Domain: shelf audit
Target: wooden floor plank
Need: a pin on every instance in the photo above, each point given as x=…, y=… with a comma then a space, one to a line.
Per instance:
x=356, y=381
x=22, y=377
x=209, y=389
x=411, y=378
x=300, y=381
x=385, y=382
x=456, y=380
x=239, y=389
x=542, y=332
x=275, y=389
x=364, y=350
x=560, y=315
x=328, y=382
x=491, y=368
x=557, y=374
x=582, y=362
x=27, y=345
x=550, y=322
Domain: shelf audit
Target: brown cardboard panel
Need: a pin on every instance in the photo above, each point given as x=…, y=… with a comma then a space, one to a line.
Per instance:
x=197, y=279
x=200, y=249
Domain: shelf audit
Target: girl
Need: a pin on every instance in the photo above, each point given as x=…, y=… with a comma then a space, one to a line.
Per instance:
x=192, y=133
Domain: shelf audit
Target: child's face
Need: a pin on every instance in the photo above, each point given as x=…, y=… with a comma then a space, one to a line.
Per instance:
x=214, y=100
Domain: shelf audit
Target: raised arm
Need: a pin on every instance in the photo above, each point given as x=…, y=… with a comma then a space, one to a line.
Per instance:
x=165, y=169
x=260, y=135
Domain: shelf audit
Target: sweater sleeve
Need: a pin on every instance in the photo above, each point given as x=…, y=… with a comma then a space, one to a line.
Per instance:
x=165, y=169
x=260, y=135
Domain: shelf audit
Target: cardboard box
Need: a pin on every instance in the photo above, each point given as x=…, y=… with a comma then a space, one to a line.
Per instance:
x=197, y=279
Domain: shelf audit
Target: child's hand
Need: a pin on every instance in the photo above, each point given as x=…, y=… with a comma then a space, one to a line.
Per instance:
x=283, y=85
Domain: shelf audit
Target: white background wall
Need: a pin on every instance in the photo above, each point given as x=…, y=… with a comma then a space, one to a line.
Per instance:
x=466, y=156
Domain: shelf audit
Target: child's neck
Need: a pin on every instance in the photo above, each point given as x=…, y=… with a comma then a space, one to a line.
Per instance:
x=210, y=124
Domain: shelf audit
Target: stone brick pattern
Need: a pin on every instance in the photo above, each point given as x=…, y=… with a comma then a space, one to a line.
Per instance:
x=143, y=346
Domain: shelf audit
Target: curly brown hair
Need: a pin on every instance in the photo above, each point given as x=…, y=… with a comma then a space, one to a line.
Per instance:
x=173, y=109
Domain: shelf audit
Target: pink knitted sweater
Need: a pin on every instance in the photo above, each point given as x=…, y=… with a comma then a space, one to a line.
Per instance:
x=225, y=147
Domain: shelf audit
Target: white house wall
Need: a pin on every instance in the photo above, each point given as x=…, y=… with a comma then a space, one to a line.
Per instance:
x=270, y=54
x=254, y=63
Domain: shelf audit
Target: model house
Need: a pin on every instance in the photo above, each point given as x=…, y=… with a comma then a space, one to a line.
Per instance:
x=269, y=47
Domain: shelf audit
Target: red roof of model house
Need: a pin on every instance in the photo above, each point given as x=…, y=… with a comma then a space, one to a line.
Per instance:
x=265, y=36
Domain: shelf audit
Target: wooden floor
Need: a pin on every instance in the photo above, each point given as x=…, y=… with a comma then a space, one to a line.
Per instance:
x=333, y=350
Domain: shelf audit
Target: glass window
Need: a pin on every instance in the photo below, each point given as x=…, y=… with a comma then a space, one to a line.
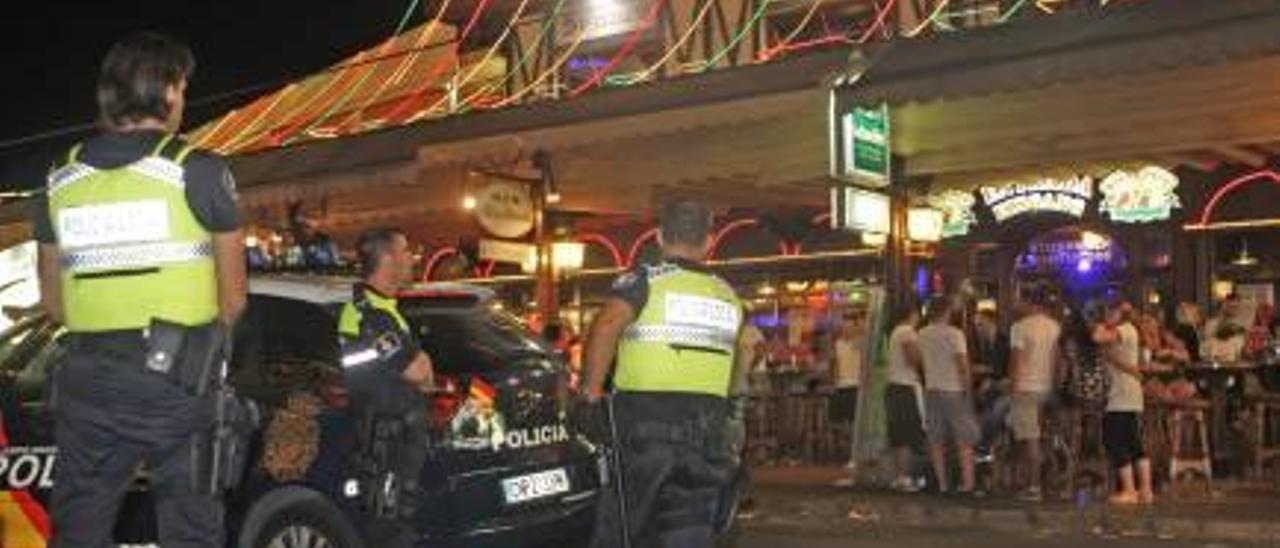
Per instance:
x=27, y=354
x=475, y=339
x=282, y=343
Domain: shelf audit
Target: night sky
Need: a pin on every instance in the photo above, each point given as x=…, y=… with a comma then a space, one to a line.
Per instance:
x=51, y=51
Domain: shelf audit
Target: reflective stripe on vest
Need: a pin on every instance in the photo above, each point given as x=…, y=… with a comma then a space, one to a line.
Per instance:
x=132, y=257
x=131, y=247
x=685, y=337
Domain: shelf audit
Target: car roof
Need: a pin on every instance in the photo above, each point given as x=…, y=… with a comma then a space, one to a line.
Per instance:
x=320, y=290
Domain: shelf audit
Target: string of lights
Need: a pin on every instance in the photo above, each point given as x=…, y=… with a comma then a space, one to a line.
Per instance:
x=768, y=53
x=397, y=114
x=942, y=5
x=841, y=37
x=741, y=33
x=295, y=114
x=292, y=117
x=553, y=69
x=675, y=48
x=543, y=33
x=371, y=68
x=460, y=83
x=401, y=71
x=630, y=44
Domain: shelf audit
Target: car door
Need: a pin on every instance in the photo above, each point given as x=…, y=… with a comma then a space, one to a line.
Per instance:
x=503, y=448
x=27, y=455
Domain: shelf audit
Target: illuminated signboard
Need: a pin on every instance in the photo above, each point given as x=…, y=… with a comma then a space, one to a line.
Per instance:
x=858, y=209
x=1065, y=196
x=1143, y=196
x=860, y=145
x=598, y=19
x=956, y=208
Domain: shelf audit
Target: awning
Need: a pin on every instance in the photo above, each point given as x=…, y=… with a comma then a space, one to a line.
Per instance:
x=666, y=106
x=1168, y=82
x=1034, y=54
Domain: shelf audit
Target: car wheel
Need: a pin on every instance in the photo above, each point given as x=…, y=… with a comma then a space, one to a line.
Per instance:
x=297, y=517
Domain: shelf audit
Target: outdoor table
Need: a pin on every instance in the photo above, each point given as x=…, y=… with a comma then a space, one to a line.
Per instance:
x=1216, y=378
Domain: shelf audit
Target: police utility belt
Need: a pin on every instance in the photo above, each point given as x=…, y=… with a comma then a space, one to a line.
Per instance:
x=195, y=359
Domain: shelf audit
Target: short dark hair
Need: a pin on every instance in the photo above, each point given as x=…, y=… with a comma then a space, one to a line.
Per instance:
x=373, y=245
x=904, y=310
x=136, y=74
x=938, y=307
x=685, y=222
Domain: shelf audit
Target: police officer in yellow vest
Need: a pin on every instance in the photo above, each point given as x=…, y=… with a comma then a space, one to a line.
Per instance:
x=387, y=373
x=141, y=259
x=672, y=328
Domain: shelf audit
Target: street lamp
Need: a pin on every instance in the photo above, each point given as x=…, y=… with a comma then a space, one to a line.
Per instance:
x=568, y=256
x=924, y=224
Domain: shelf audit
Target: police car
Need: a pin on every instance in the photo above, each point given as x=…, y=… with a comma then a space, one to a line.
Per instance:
x=503, y=467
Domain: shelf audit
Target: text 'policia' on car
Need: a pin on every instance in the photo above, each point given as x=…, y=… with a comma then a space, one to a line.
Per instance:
x=502, y=465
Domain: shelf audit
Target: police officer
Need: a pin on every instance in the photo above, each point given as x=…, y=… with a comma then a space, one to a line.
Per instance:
x=385, y=369
x=136, y=229
x=673, y=329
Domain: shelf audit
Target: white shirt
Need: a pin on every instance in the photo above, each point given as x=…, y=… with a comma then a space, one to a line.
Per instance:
x=1036, y=338
x=900, y=370
x=1125, y=393
x=940, y=343
x=745, y=356
x=849, y=362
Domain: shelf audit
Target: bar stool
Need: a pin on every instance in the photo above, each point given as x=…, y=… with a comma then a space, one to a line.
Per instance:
x=1188, y=435
x=1264, y=432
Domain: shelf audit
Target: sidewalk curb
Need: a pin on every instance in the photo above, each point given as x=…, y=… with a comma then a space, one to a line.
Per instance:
x=828, y=512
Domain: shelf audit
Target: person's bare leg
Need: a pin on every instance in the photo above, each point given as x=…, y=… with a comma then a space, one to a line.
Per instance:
x=1127, y=494
x=1032, y=455
x=967, y=474
x=1144, y=491
x=903, y=461
x=938, y=455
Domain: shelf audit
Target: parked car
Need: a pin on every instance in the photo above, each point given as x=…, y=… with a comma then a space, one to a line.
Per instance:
x=503, y=466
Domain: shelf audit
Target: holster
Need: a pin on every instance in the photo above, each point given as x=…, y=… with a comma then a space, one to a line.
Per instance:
x=191, y=357
x=383, y=441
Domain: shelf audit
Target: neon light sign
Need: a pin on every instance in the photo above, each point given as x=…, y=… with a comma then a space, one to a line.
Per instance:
x=1065, y=196
x=1143, y=196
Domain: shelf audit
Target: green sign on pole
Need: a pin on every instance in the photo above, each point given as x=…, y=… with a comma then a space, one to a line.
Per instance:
x=865, y=146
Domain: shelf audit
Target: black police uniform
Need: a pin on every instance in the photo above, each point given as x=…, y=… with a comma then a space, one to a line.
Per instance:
x=112, y=414
x=675, y=452
x=376, y=346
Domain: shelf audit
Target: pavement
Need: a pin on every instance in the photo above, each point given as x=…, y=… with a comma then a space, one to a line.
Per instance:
x=800, y=501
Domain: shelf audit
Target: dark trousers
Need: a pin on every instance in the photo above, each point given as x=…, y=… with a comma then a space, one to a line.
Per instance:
x=112, y=416
x=675, y=465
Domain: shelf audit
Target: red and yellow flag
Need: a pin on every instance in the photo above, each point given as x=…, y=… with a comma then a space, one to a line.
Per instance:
x=23, y=521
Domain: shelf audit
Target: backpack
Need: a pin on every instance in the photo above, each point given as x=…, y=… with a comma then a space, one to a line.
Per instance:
x=1087, y=382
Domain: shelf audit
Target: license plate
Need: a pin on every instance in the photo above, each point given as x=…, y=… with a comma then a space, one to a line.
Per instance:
x=535, y=485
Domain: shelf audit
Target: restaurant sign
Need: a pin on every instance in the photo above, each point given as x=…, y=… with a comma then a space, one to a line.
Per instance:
x=504, y=209
x=860, y=144
x=958, y=215
x=1068, y=196
x=1142, y=196
x=856, y=209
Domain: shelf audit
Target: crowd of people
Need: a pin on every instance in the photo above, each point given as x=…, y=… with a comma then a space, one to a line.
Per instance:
x=959, y=382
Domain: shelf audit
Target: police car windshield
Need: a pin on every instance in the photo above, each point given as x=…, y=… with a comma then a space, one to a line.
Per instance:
x=474, y=337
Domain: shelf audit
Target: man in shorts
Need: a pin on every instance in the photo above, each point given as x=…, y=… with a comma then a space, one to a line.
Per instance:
x=1033, y=368
x=949, y=396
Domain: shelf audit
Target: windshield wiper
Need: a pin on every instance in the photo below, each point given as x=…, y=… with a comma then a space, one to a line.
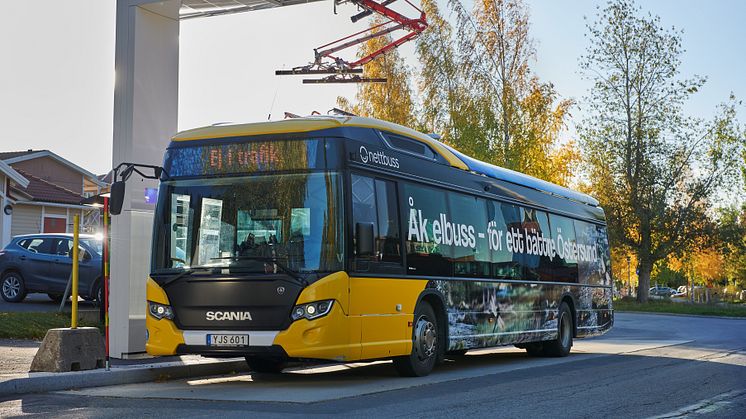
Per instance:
x=273, y=260
x=186, y=273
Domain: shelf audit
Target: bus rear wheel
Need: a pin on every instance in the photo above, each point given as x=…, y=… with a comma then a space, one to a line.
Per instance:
x=265, y=365
x=425, y=344
x=561, y=346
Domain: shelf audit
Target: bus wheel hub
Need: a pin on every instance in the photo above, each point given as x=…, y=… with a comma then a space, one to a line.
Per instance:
x=425, y=338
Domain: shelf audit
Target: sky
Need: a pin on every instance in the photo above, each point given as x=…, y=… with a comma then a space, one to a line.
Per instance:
x=57, y=65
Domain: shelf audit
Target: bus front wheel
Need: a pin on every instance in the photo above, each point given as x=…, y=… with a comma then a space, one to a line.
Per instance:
x=265, y=365
x=562, y=345
x=425, y=344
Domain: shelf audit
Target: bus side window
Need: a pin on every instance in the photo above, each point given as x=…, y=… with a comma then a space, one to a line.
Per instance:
x=468, y=217
x=428, y=251
x=565, y=263
x=589, y=264
x=374, y=201
x=538, y=264
x=504, y=219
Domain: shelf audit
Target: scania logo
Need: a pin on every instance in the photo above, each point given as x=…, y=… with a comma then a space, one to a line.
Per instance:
x=378, y=157
x=227, y=315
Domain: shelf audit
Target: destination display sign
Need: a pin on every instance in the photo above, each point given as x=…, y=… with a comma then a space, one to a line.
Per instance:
x=244, y=157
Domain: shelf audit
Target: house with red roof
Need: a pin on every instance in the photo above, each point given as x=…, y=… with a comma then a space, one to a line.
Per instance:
x=50, y=195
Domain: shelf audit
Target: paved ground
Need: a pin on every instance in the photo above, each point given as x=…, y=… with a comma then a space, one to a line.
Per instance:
x=41, y=303
x=649, y=365
x=16, y=356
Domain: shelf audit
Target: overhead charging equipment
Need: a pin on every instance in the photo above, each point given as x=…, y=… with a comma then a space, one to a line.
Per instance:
x=338, y=70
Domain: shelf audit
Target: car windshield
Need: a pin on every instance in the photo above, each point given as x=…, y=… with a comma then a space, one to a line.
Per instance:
x=94, y=244
x=248, y=223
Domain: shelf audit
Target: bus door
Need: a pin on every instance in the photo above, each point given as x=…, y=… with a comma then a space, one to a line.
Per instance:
x=375, y=290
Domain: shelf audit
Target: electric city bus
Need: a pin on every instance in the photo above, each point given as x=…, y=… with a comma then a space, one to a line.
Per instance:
x=348, y=238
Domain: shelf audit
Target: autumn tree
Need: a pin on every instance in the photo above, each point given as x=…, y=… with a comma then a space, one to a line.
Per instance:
x=391, y=101
x=732, y=244
x=510, y=117
x=654, y=170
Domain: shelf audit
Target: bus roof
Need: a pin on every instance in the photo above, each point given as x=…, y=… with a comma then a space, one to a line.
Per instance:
x=321, y=122
x=316, y=123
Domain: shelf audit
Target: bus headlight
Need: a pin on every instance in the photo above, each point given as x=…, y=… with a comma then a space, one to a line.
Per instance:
x=312, y=311
x=160, y=311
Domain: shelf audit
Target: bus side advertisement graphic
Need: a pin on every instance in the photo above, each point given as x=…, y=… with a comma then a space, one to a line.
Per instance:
x=514, y=240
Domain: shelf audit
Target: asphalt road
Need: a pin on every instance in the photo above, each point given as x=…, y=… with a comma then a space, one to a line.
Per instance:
x=35, y=303
x=647, y=366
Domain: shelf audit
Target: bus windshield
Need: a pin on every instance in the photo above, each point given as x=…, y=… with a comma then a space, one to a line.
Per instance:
x=250, y=222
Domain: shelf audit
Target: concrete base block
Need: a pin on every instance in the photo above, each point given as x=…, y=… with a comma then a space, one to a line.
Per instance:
x=70, y=350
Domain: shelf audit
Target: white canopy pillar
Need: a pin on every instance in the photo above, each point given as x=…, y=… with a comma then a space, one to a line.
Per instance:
x=145, y=118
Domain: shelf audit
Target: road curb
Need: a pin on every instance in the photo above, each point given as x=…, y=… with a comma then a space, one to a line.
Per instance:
x=703, y=316
x=101, y=377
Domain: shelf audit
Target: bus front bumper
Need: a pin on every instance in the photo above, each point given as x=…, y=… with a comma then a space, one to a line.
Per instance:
x=327, y=338
x=335, y=336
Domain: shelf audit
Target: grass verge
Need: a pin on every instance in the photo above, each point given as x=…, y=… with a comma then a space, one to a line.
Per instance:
x=725, y=310
x=34, y=325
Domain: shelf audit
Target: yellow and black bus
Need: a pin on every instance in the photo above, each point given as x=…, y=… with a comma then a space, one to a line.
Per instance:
x=348, y=238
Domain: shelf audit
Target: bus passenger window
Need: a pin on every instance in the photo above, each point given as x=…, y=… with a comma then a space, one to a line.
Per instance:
x=374, y=201
x=180, y=224
x=428, y=250
x=501, y=218
x=468, y=218
x=538, y=263
x=565, y=263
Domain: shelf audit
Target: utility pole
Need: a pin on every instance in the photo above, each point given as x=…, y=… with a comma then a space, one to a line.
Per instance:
x=629, y=275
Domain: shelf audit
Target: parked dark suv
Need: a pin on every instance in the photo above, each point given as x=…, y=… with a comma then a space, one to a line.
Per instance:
x=43, y=262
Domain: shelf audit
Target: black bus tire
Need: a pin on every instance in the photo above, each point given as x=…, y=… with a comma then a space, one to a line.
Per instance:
x=57, y=298
x=457, y=352
x=265, y=365
x=534, y=349
x=561, y=346
x=425, y=344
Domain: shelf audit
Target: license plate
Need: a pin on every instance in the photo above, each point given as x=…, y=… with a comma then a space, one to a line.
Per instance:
x=227, y=340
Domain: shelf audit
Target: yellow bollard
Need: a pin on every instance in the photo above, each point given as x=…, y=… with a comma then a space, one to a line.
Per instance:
x=76, y=227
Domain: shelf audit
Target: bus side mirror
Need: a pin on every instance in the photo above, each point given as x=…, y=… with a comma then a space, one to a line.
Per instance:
x=364, y=240
x=116, y=197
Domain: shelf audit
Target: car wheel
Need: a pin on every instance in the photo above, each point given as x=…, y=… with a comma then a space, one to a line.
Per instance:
x=265, y=365
x=13, y=287
x=562, y=345
x=425, y=344
x=55, y=297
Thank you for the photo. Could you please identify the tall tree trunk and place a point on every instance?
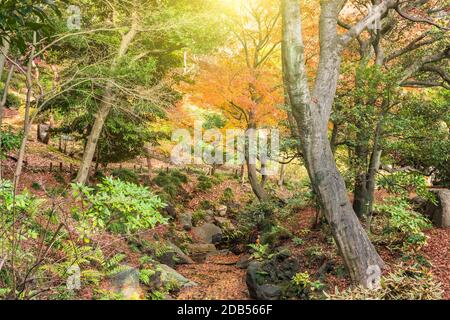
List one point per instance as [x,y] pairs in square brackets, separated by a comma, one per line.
[250,159]
[148,156]
[105,107]
[2,105]
[312,114]
[360,188]
[282,174]
[375,161]
[26,121]
[3,53]
[91,144]
[334,135]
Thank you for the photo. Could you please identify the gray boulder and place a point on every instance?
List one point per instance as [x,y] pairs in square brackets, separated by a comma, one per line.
[441,214]
[169,275]
[208,233]
[185,220]
[181,257]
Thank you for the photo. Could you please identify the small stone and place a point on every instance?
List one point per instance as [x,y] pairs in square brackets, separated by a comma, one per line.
[222,210]
[186,221]
[126,283]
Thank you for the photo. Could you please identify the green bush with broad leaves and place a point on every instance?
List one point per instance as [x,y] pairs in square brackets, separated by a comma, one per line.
[403,224]
[118,206]
[402,183]
[9,141]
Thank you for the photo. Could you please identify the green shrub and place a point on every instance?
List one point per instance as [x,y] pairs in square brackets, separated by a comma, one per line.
[126,175]
[198,216]
[301,282]
[12,101]
[118,206]
[402,183]
[10,141]
[260,251]
[204,183]
[404,224]
[227,195]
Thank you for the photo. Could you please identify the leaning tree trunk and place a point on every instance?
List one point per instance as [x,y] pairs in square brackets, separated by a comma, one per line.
[105,107]
[257,187]
[3,53]
[91,144]
[2,104]
[312,114]
[26,121]
[360,187]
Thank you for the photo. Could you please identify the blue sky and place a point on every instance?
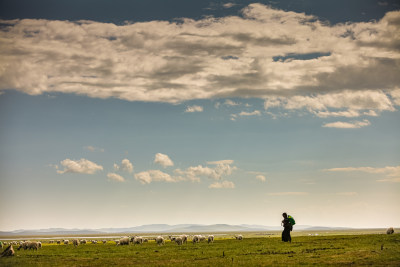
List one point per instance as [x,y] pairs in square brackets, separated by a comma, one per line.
[139,112]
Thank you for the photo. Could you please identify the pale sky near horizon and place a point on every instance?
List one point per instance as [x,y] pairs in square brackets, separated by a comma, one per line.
[215,112]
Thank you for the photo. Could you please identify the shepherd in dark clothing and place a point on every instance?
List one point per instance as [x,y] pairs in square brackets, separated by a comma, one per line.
[287,227]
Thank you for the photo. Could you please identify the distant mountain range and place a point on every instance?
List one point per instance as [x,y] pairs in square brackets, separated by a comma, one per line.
[163,228]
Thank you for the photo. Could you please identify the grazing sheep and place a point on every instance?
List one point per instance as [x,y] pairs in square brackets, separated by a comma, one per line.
[29,245]
[137,240]
[76,242]
[390,231]
[160,240]
[239,237]
[179,240]
[196,239]
[9,251]
[123,241]
[184,239]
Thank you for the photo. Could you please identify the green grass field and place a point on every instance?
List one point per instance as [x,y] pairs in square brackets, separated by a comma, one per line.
[256,249]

———

### THE PROBLEM
Starting with the first line of the entries and ending with the line that has "Target: girl", copy each line exactly and add nothing.

### THE COMPLETED TASK
Domain: shelf audit
Target: wooden floor plank
Need: a pin on every instance in the photo above, each point given as x=…, y=… with a comma then a space, one to a line.
Per instance:
x=356, y=381
x=22, y=377
x=209, y=389
x=411, y=378
x=300, y=381
x=385, y=382
x=456, y=380
x=239, y=389
x=542, y=332
x=275, y=389
x=364, y=350
x=560, y=315
x=328, y=382
x=491, y=368
x=557, y=374
x=582, y=362
x=27, y=345
x=550, y=322
Domain: shelf audit
Target: brown cardboard panel
Need: a pin on every instance in the photo above, each point given as x=…, y=… with a comma then a space, one to a line.
Per instance:
x=197, y=279
x=200, y=249
Domain: shelf audit
Target: girl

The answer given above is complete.